- [DIRECTIVE 1] Scale the rows in the stretch from the line containing "Could you point to the white cloud" through the line containing "point(498, 270)", writing out every line again with the requests included. Multiply each coordinate in the answer points by 0.9 and round to whole numbers, with halves rounded up, but keep the coordinates in the requests and their format samples unchanged.

- [ARTICLE]
>>>>
In reality there is nothing wrong – it works as designed, if we check the kernel documentation for transparent huge pages:
[root@OEL11 ~]# cat /usr/share/doc/kernel-doc-2.6.39/Documentation/vm/transhuge.txt
...
Transparent Hugepage Support is an alternative means of using huge pages for the backing of virtual
memory with huge pages that supports the automatic promotion and demotion of page sizes and
without the shortcomings of hugetlbfs.
Currently it only works for anonymous memory mappings but in the future it can expand over the
pagecache layer starting with tmpfs.
...
.. and here we go .. transparent huge pages are currently supported for anonymous memory (like PGA heap) only and nothing else. So the SGA (shared memory) still uses the regular page size and transparent huge pages are not useful here to reduce the mapping overhead.
IMPORTANT HINT: Due to known problems – Oracle does not recommend transparent huge pages at all (even not for PGA heap) – please check the reference section (MOS ID 1557478.1 or SAPnote #1871318) for details about deactivating this feature.
<<<<
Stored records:
>>>>
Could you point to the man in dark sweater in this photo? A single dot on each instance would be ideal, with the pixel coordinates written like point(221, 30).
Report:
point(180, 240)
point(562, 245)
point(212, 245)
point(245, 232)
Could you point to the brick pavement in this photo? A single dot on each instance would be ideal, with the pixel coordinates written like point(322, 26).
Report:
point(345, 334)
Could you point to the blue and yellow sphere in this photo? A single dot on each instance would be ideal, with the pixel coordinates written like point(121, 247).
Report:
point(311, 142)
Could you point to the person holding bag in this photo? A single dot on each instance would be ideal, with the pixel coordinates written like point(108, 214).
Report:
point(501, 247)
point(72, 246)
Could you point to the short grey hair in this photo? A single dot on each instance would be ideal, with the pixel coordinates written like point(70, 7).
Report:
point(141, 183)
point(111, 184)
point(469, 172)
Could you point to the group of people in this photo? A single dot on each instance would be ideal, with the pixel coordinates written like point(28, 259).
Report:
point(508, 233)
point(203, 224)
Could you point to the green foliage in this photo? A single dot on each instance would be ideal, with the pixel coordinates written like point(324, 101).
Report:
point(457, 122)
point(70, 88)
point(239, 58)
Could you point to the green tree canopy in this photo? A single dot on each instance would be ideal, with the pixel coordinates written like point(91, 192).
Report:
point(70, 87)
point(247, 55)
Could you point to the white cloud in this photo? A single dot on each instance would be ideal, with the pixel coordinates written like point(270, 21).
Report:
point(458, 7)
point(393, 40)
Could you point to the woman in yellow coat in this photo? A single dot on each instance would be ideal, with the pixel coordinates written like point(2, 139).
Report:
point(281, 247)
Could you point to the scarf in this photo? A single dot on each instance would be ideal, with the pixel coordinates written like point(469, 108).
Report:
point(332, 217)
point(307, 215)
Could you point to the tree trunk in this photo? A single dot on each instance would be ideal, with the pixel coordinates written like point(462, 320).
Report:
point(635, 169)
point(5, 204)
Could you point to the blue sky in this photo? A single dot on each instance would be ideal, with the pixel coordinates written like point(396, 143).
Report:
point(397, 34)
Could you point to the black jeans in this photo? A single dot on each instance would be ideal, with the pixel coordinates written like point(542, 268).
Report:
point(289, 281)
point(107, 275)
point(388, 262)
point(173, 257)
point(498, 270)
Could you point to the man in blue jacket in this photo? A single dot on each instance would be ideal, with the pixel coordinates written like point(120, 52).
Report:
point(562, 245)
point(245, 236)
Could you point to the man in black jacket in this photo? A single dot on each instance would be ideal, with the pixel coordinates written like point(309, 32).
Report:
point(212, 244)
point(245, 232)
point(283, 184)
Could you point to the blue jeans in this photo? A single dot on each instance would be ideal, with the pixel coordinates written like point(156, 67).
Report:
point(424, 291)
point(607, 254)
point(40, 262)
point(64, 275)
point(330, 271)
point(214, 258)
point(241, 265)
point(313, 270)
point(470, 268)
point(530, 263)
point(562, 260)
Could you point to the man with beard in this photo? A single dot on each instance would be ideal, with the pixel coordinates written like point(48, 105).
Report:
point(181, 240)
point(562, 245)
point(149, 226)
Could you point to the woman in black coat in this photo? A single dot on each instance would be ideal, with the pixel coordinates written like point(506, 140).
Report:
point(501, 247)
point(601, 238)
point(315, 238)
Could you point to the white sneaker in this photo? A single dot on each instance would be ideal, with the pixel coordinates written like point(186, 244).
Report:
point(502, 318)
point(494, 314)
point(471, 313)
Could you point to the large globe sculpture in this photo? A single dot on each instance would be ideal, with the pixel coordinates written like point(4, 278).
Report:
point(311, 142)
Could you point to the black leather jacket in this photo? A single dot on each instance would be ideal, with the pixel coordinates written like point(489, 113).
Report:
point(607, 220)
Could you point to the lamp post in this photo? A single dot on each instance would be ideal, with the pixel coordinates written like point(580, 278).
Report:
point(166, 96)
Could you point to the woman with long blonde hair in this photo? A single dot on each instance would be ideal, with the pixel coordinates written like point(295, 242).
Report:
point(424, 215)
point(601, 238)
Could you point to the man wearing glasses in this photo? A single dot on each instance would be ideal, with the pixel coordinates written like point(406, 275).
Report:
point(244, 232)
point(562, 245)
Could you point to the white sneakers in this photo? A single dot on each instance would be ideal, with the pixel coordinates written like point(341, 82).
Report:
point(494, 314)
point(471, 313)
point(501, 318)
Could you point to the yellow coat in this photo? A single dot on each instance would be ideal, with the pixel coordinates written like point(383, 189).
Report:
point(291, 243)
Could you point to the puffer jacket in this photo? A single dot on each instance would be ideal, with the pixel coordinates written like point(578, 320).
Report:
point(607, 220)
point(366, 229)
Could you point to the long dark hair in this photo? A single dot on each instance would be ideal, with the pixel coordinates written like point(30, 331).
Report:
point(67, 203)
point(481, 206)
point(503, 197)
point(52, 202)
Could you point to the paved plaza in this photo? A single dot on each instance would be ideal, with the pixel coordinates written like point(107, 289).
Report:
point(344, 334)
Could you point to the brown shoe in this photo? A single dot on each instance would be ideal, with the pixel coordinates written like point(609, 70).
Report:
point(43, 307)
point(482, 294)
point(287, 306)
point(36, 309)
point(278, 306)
<<<<
- [DIRECTIVE 2]
For each statement below, say whether it agrees with the article on transparent huge pages. Give yes or no for each one, and quote the words from the article that decide it.
(a) Transparent huge pages currently work only for anonymous memory mappings.
(b) The SGA relies on transparent huge pages to reduce mapping overhead.
(c) Oracle recommends transparent huge pages for the PGA heap.

- [FULL OUTPUT 1]
Could you point to the white cloud in this photo? A single dot on each instance would be ideal, with the pixel coordinates written like point(270, 21).
Report:
point(412, 6)
point(354, 36)
Could you point to the woman in yellow coat in this photo? A single dot on each instance would be ideal, with the pixel coordinates written like point(2, 139).
Report:
point(253, 222)
Could you point to the scarf in this photo? A single dot on each instance would be ideal, with the pixel coordinates written like point(469, 108).
Report:
point(299, 195)
point(276, 194)
Could you point to the tree trunk in this photo? A single dot on each instance would be ideal, with the pixel coordinates written like point(462, 320).
Report:
point(572, 152)
point(5, 184)
Could you point to the blue sky in this photo? A single dot on each instance would be ideal, with the pixel coordinates written like point(396, 143).
Report:
point(357, 31)
Could you point to the black jeans in this photo? A single dot on each instance would be ideal, with the pixel coordinates written like point(542, 268).
Report:
point(260, 253)
point(96, 248)
point(349, 236)
point(156, 231)
point(448, 243)

- [FULL OUTPUT 2]
(a) Yes: "Currently it only works for anonymous memory mappings"
(b) No: "So the SGA (shared memory) still uses the regular page size and transparent huge pages are not useful here to reduce the mapping overhead."
(c) No: "Oracle does not recommend transparent huge pages at all (even not for PGA heap)"